• Data supplied
+ + + + + + +

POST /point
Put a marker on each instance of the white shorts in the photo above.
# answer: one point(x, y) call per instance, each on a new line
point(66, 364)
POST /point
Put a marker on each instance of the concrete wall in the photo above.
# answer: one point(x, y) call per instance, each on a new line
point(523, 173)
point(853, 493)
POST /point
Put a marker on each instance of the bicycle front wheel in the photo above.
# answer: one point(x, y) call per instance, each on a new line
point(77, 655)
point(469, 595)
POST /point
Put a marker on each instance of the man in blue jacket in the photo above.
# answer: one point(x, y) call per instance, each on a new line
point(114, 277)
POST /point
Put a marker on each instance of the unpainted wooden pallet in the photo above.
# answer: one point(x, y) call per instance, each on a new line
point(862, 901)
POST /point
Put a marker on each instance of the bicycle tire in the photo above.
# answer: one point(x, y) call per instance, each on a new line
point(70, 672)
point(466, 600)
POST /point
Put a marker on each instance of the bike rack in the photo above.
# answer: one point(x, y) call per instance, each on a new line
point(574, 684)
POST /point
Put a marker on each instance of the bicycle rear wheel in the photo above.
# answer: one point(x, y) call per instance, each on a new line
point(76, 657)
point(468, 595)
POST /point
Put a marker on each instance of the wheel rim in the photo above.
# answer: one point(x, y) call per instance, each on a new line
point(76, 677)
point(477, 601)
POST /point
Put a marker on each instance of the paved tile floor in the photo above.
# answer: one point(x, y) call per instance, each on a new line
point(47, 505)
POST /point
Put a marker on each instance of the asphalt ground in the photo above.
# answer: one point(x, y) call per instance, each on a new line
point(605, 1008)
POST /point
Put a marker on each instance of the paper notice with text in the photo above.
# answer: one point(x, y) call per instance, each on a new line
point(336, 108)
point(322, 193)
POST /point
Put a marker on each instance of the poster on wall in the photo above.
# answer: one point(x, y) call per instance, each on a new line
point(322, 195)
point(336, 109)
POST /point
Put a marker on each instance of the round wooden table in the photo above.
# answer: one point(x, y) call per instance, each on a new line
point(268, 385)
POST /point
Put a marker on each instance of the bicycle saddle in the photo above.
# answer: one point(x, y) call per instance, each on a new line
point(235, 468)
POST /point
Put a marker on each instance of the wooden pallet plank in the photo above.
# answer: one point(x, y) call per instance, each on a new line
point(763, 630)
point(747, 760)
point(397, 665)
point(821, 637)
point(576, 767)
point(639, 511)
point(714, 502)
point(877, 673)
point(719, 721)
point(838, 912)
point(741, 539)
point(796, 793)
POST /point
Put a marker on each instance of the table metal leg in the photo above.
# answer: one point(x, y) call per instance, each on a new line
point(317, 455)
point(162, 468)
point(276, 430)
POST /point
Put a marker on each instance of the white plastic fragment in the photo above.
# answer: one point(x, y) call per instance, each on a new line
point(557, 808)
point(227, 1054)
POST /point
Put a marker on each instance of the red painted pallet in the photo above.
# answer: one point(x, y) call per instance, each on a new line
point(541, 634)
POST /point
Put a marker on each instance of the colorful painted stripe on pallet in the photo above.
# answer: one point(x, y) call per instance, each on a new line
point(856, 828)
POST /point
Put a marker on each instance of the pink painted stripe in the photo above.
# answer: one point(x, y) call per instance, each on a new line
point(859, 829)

+ + + + + + +

• Task details
Reproduce precisely, and with no line left out, each line from the top of the entries through the line that carries "Put a marker on each instance of the concrete".

• Answer to the exercise
POST /point
Put a marker on each instance of the white shorts in the photo above.
# answer: one point(x, y) call per instance, each on a new line
point(66, 364)
POST /point
Put a marker on each instance of the concrete wall in the photo above.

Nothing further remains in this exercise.